Still not in a writing mode, but working towards it. As far as that part of my life goes, I’ve been working on the Pa’adhe ebook. It’s been mostly proofing (found a couple of errors), layout, making sure things are in the right order. I’ve got three cover pictures left to do, still: one to replace an existing cover I don’t like and two for the stories that don’t have a cover yet. The designs are done, but now I have to figure out what pictures to take and combine for these covers.

Talking about pictures, I’ve also been working on three photography projects. Actually, it’s probably more accurate to say two videos and one photograph.

The photograph is a three generation portrait that I’ve been thinking about for several months. Now that everyone’s present that needs to be in it, I can proceed with actually taking the photo. I’ll be using the DJI Phantom 4 for this due to the perspective needed and to avoid any part of the photographer being in it. It’s also necessary to use the drone to achieve the hidden geometric aspect I have in mind.

One of the videos I have mentioned before. I’ve a script written for it and have all the necessary gear to do the shot. What remains is to get the necessary actors together on location (herding cats would be easier) and get the video needed so I can get to work compiling the whole. This I need to get done within the next two months or it’ll be unlikely to ever get done.

The final video is one that I am not even sure is going to be anything more than an experiment. Fundamentally, it’s one of my granddaughter dancing, but it’s the perspective that makes the video what it is. Or breaks it. I can see in my head what I want to achieve, but until I actually start processing the video, I have no way to tell if it’ll work or not. In some ways, it’s abstract…but without being abstract. I’m trying to explain to some extent the problem with the visualization without giving too much away yet and that’s not easy to do. With everything else I can throw out teasers, but this one…any teaser is too revealing. Let’s just say that if I don’t get the angles right, it’s not going to work and since there’s nothing like it out there that I know of, I have no guidance to the right angle. If it’s off by even a little bit, the impact won’t be there. Even so, right angle or not it could still be a bust.

Both videos will utilize the GoPro Hero 4 Black and the DJI Phantom 4, though in different ways. I never did think I would be doing video, but there it goes. Never say never.

I’e been doing a bit of amateur radio, just PSK-31, since my last blog post. I have to admit I’m happy with the home station, but not so much with the mobile setup. I need to do some more playing with the mobile gear to figure out what’s not working, but it’s also quite possible that it’s simply there was no activity when I was using it. Or maybe it was a bad location. All I can do is keep trying different locations for a while before I start troubleshooting the gear.

Stored rows.
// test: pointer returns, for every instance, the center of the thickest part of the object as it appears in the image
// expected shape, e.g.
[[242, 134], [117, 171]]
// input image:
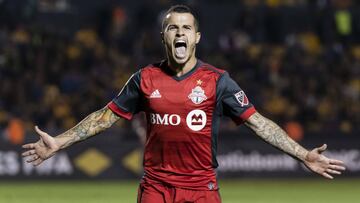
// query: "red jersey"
[[183, 116]]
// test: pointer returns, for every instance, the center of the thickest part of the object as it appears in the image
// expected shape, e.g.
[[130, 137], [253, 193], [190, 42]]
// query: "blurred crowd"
[[298, 61]]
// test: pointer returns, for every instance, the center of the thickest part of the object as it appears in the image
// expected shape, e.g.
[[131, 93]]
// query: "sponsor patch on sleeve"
[[241, 98]]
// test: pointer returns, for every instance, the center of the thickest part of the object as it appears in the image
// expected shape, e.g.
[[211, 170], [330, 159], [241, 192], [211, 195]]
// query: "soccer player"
[[183, 99]]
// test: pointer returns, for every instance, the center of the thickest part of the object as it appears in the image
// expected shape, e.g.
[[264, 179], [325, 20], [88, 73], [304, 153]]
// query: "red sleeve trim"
[[245, 115], [118, 111]]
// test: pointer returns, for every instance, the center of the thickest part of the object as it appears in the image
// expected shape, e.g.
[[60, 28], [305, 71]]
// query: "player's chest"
[[165, 94]]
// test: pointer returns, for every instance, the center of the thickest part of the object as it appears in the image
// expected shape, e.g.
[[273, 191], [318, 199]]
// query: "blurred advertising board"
[[116, 157]]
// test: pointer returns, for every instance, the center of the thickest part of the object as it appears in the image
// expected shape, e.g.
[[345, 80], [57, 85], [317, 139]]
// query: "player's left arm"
[[274, 135]]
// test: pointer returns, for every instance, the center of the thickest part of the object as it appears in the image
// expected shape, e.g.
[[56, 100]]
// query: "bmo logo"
[[166, 119], [196, 120]]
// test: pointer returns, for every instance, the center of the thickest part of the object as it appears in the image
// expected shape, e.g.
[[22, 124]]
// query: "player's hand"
[[41, 150], [322, 165]]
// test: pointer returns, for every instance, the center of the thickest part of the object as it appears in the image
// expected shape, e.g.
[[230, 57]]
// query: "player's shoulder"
[[210, 68]]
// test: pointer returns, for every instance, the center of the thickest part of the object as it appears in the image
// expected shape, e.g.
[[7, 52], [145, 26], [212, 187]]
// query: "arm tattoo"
[[93, 124], [274, 135]]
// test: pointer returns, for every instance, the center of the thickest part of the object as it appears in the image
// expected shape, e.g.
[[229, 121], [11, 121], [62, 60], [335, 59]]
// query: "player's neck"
[[182, 69]]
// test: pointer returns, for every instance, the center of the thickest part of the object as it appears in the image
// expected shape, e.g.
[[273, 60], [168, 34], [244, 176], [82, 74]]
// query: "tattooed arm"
[[47, 146], [274, 135]]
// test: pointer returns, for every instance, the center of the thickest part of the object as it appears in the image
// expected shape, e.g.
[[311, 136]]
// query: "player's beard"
[[174, 58]]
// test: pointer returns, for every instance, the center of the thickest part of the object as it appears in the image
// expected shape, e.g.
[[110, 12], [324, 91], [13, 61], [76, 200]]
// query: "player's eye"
[[187, 27], [172, 27]]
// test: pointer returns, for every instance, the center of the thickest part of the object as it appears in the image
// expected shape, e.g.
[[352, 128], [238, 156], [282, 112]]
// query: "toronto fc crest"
[[197, 95]]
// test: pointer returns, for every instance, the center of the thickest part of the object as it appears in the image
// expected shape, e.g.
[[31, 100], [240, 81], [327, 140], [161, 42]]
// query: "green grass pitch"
[[234, 191]]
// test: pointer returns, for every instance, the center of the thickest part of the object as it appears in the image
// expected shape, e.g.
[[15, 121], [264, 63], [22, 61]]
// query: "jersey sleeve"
[[127, 102], [233, 100]]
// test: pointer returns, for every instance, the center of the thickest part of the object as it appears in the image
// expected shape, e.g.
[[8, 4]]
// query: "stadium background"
[[298, 61]]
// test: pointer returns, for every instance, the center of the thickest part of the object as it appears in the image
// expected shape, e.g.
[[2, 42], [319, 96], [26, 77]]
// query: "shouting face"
[[180, 37]]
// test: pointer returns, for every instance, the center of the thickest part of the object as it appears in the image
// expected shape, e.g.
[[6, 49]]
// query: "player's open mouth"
[[180, 49]]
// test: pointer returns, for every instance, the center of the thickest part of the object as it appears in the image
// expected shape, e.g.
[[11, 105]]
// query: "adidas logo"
[[155, 94]]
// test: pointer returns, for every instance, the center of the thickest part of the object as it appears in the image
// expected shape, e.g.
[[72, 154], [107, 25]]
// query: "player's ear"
[[162, 37], [198, 36]]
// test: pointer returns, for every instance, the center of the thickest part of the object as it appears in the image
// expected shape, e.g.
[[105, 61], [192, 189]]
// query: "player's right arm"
[[47, 145]]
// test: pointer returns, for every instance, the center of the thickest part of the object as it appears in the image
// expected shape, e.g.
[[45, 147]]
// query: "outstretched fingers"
[[29, 146], [28, 153], [326, 175], [33, 158], [40, 132], [336, 162], [37, 162]]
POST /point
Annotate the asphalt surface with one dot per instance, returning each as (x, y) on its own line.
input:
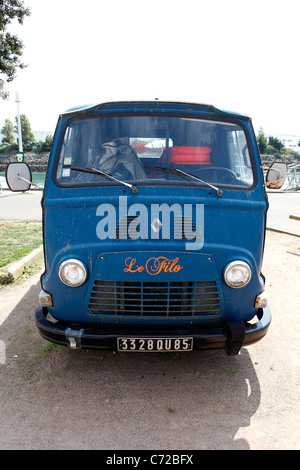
(57, 398)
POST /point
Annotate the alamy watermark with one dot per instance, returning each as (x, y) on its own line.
(159, 221)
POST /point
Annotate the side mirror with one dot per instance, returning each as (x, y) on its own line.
(276, 175)
(18, 176)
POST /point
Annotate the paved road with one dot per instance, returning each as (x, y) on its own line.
(282, 205)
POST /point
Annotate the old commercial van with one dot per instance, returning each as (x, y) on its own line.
(154, 218)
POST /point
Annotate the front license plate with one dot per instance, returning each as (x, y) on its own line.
(155, 344)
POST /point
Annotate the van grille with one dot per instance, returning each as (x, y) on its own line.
(129, 228)
(154, 299)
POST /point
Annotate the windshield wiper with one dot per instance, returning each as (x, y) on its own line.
(102, 173)
(176, 171)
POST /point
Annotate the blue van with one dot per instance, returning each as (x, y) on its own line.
(154, 219)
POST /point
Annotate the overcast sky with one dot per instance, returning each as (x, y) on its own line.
(237, 55)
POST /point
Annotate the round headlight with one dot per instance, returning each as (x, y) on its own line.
(237, 274)
(72, 272)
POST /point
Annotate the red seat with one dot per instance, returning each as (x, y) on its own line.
(182, 155)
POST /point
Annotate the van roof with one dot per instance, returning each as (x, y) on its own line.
(155, 105)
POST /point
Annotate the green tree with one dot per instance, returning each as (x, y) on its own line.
(8, 132)
(11, 47)
(27, 135)
(262, 141)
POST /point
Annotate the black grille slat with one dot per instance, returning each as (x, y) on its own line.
(154, 298)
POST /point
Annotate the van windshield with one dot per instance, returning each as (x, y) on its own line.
(141, 149)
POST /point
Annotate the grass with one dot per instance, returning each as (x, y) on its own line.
(18, 238)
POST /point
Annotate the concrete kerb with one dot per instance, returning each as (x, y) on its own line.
(14, 270)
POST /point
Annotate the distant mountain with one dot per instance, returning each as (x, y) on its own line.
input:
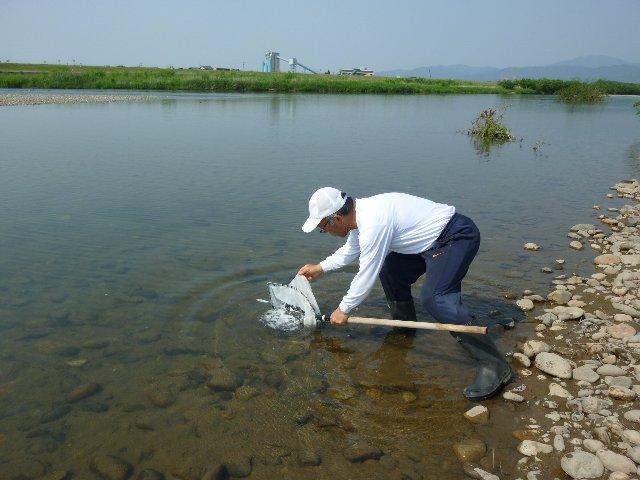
(592, 67)
(592, 61)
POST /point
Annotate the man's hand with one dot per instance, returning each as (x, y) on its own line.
(338, 317)
(311, 271)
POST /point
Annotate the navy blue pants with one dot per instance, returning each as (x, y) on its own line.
(445, 264)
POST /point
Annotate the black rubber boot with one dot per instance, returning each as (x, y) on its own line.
(493, 371)
(402, 310)
(406, 310)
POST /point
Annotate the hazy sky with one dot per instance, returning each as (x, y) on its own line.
(322, 34)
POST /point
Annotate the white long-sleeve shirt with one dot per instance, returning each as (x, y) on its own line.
(389, 222)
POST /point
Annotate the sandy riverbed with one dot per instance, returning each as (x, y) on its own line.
(575, 404)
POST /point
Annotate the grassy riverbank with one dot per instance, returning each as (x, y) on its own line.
(15, 75)
(66, 77)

Work required. Write out the passage from the blog post starting with "Talking about pictures, I’ve" and going on through "have in mind.". The lines above come from a separate source.

Answer to the exercise.
Talking about pictures, I’ve also been working on three photography projects. Actually, it’s probably more accurate to say two videos and one photograph.

The photograph is a three generation portrait that I’ve been thinking about for several months. Now that everyone’s present that needs to be in it, I can proceed with actually taking the photo. I’ll be using the DJI Phantom 4 for this due to the perspective needed and to avoid any part of the photographer being in it. It’s also necessary to use the drone to achieve the hidden geometric aspect I have in mind.